== Excerpt provided ==
Scientists and officials from the ministry of Health, the Science, Technology and Innovation Secretariat, and the ministry of Agriculture, Animal Industry and Fisheries converged at Lake Victoria hotel, Entebbe on September 18, 2024 to witness the launch of a major research study that is poised to place Uganda among vaccine-making countries.


This ongoing study, whose phase one runs from January 2024 to December 2025, is titled ‘Advancing Vaccine Development: Harnessing Multiple Antigenic Epitopes for Crimean-Congo Haemorrhagic Fever (CCHF) in Humans and Animals’. The study is envisaged to end in Uganda not only patenting a potent vaccine against the tick-borne disease CCHF but also manufacturing the vaccine for the national and international market.

Led by scientists at the Uganda Virus Research Institute and the MRC/UVRI and LSHTM Uganda Research Unit, the two-year collaborative study involves remarkable national and international scientists. Implementing partners include Kenya Institute of Primate Research, Rocky Mountain Laboratories (of USA), Makerere University and California National Primate Research Centre.

Crimean-Congo Haemorrhage Fever (CCHF), a zoonotic viral illness affecting animals and humans in Europe, Africa and Middle East, is a common disease that breaks out periodically in Uganda, especially in the cattle corridor. It is transmitted by bites from infected ticks or by direct contact with blood or tissues of infected ticks, viraemic patients or viraemic livestock, and it has a mortality rate of 11 per cent.

== Task to complete ==
Copy the passage about the CCHF vaccine study word for word, starting with "Led by scientists" and going on through "11 per cent.". Rely only on the passage about the CCHF vaccine study.

Records taken from a dataset:
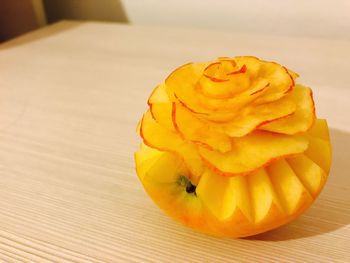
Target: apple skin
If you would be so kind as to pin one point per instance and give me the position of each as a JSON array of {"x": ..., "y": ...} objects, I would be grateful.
[
  {"x": 192, "y": 210},
  {"x": 233, "y": 147}
]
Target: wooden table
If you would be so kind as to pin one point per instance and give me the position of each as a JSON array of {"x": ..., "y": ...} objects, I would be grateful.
[{"x": 70, "y": 98}]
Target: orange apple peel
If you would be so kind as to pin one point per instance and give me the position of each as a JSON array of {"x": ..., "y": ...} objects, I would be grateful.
[{"x": 233, "y": 147}]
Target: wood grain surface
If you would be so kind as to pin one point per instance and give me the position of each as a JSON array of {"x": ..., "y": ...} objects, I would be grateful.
[{"x": 70, "y": 97}]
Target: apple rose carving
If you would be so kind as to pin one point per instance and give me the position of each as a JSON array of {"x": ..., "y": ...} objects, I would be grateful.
[{"x": 233, "y": 147}]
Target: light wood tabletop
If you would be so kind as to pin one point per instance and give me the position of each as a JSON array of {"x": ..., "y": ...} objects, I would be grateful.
[{"x": 70, "y": 98}]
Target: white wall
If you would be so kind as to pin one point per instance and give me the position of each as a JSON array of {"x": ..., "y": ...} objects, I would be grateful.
[{"x": 319, "y": 18}]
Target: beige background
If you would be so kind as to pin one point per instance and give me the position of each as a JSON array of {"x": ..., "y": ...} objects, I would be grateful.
[{"x": 71, "y": 95}]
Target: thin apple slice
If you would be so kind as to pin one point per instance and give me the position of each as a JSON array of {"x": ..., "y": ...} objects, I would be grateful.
[
  {"x": 252, "y": 117},
  {"x": 159, "y": 95},
  {"x": 320, "y": 129},
  {"x": 320, "y": 152},
  {"x": 162, "y": 113},
  {"x": 281, "y": 82},
  {"x": 182, "y": 84},
  {"x": 310, "y": 174},
  {"x": 158, "y": 137},
  {"x": 223, "y": 80},
  {"x": 287, "y": 185},
  {"x": 252, "y": 151},
  {"x": 303, "y": 117},
  {"x": 197, "y": 131},
  {"x": 263, "y": 196}
]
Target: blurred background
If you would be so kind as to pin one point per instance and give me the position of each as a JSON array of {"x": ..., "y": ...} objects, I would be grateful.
[{"x": 315, "y": 18}]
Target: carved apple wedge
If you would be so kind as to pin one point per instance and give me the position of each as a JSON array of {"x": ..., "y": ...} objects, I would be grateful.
[{"x": 232, "y": 147}]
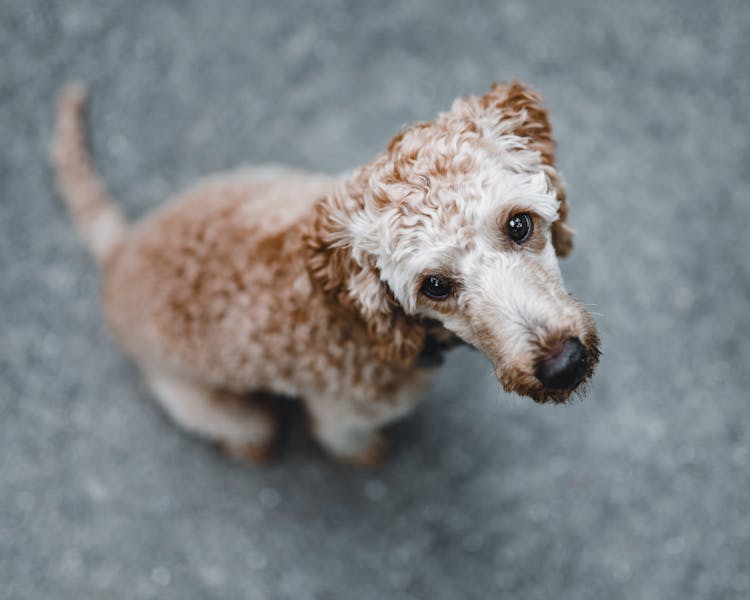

== Output for this task ==
Led by scientists at the Uganda Virus Research Institute and the MRC/UVRI and LSHTM Uganda Research Unit, the two-year collaborative study involves remarkable national and international scientists. Implementing partners include Kenya Institute of Primate Research, Rocky Mountain Laboratories (of USA), Makerere University and California National Primate Research Centre.

Crimean-Congo Haemorrhage Fever (CCHF), a zoonotic viral illness affecting animals and humans in Europe, Africa and Middle East, is a common disease that breaks out periodically in Uganda, especially in the cattle corridor. It is transmitted by bites from infected ticks or by direct contact with blood or tissues of infected ticks, viraemic patients or viraemic livestock, and it has a mortality rate of 11 per cent.